___ DATA FOR THE TASK

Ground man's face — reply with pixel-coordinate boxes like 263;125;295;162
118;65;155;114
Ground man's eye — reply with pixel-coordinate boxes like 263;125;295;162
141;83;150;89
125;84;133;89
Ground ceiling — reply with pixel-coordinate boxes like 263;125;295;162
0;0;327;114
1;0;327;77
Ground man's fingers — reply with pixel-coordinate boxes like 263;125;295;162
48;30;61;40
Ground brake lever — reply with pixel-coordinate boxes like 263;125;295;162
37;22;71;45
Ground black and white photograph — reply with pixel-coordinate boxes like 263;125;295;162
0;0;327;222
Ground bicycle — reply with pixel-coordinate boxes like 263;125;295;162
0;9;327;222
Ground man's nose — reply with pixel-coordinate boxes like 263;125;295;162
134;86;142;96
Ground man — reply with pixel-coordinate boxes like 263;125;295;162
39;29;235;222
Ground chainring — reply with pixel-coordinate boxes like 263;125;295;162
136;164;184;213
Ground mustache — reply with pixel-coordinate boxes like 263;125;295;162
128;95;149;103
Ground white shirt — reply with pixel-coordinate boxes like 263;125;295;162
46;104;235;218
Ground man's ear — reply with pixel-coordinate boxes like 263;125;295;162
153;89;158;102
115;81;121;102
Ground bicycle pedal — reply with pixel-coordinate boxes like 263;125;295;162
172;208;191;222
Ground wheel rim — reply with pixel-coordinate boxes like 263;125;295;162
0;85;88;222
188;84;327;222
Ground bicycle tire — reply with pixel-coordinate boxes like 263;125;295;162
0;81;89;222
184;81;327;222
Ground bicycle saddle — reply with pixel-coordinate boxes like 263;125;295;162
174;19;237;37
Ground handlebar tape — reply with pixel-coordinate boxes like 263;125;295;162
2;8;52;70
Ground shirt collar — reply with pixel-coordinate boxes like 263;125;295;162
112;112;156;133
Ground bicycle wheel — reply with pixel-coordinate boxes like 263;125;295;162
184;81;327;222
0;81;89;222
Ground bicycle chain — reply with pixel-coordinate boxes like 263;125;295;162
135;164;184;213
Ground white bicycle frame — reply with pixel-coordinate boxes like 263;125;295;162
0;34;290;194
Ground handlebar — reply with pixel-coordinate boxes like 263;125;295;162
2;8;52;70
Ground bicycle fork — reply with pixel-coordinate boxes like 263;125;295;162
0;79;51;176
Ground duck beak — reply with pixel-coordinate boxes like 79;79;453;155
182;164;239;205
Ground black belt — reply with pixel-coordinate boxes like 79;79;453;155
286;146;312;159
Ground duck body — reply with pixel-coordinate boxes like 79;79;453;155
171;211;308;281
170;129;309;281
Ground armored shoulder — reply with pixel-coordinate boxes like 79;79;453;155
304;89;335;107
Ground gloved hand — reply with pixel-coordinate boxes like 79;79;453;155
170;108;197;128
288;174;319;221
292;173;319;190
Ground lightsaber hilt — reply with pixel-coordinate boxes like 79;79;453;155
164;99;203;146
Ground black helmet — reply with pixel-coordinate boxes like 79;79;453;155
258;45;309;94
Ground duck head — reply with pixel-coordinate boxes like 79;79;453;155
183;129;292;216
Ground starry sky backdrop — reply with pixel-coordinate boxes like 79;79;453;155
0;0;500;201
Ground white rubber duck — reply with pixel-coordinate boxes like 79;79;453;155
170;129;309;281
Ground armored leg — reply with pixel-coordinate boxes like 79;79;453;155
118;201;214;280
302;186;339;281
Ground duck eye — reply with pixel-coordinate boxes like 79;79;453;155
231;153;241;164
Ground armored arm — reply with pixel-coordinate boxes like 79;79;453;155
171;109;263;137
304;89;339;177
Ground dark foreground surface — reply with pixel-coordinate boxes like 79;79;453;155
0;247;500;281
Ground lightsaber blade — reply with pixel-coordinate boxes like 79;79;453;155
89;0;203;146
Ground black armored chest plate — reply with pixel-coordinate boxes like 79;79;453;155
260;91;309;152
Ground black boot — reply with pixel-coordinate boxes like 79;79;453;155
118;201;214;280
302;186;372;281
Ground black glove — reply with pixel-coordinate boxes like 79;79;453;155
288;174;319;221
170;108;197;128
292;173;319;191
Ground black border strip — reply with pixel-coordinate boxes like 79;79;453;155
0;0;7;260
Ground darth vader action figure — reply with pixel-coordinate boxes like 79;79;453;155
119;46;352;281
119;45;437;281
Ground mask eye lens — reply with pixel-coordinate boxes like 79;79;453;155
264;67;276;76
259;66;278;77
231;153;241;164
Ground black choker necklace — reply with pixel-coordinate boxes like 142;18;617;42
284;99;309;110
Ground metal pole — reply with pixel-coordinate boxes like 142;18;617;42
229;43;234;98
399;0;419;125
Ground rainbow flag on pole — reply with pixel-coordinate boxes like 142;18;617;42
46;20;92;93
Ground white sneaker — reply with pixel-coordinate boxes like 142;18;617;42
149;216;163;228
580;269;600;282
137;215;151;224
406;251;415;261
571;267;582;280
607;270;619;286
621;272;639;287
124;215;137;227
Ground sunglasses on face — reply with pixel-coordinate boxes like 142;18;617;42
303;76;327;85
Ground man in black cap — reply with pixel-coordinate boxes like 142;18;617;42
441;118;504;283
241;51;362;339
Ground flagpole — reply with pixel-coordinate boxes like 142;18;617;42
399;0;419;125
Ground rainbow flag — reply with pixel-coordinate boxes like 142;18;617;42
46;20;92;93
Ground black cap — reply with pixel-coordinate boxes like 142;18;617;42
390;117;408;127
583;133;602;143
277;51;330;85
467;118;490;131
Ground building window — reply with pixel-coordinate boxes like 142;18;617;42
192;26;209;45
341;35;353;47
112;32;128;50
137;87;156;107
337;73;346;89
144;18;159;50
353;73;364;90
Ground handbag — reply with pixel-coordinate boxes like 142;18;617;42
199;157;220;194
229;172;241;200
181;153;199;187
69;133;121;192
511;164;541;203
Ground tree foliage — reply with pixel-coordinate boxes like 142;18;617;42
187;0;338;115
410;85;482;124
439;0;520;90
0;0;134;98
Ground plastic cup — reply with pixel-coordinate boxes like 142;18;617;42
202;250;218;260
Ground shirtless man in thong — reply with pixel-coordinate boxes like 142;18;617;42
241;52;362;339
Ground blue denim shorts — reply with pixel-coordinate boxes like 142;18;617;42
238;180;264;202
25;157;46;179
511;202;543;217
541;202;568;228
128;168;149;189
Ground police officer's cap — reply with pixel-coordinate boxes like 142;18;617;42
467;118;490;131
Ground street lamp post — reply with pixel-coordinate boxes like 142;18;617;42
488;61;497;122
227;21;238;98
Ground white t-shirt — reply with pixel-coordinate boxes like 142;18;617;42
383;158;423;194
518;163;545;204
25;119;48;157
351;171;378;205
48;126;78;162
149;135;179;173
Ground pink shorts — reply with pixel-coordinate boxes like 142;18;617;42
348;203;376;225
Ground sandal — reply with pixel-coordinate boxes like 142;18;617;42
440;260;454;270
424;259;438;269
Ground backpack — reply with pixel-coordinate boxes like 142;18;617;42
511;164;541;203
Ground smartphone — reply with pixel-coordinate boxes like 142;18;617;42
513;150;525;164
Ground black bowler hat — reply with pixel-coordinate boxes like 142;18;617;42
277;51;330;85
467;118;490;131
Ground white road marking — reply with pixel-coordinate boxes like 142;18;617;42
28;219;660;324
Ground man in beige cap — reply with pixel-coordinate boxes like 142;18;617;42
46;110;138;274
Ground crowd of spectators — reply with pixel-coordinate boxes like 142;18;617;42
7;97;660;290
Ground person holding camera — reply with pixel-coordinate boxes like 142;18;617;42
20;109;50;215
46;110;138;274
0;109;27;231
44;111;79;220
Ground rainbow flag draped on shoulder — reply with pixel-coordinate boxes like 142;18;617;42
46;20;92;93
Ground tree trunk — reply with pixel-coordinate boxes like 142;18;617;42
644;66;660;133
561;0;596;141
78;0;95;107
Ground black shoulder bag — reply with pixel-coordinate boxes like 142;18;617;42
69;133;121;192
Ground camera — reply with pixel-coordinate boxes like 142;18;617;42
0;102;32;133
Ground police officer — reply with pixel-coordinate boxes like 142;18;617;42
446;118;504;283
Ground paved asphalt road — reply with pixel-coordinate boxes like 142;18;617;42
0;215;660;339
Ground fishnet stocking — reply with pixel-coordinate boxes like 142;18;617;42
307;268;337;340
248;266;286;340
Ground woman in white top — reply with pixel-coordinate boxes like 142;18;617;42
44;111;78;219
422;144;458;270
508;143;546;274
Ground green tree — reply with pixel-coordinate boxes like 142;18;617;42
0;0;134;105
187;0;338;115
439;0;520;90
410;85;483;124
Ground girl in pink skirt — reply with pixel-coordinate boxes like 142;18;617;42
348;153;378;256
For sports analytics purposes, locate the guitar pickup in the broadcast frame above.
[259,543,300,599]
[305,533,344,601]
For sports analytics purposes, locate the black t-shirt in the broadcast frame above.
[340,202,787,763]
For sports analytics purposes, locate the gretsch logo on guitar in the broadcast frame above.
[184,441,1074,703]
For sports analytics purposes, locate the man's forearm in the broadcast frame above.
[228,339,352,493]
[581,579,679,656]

______

WHAT YOU SHOULD DO: Write out, without changes, the lines of the records above from the one containing "Ground girl in" through the last line of the records, inclusive.

RESULT:
Ground girl in pink skirt — reply with pixel-coordinate boxes like 142;18;617;42
348;153;378;256
For sports analytics purposes, locate the guitar pickup in the broadcast frame above.
[259,543,300,599]
[305,533,344,601]
For sports analytics purposes, locate the black t-shirt in the broadcast frame above.
[340,202,787,763]
For sports analytics purposes, locate the gretsch logo on guitar in the broadcast frame above.
[184,441,1074,703]
For sports analytics purposes, locate the man's forearm in the broadcast frame above.
[228,339,352,493]
[581,579,679,656]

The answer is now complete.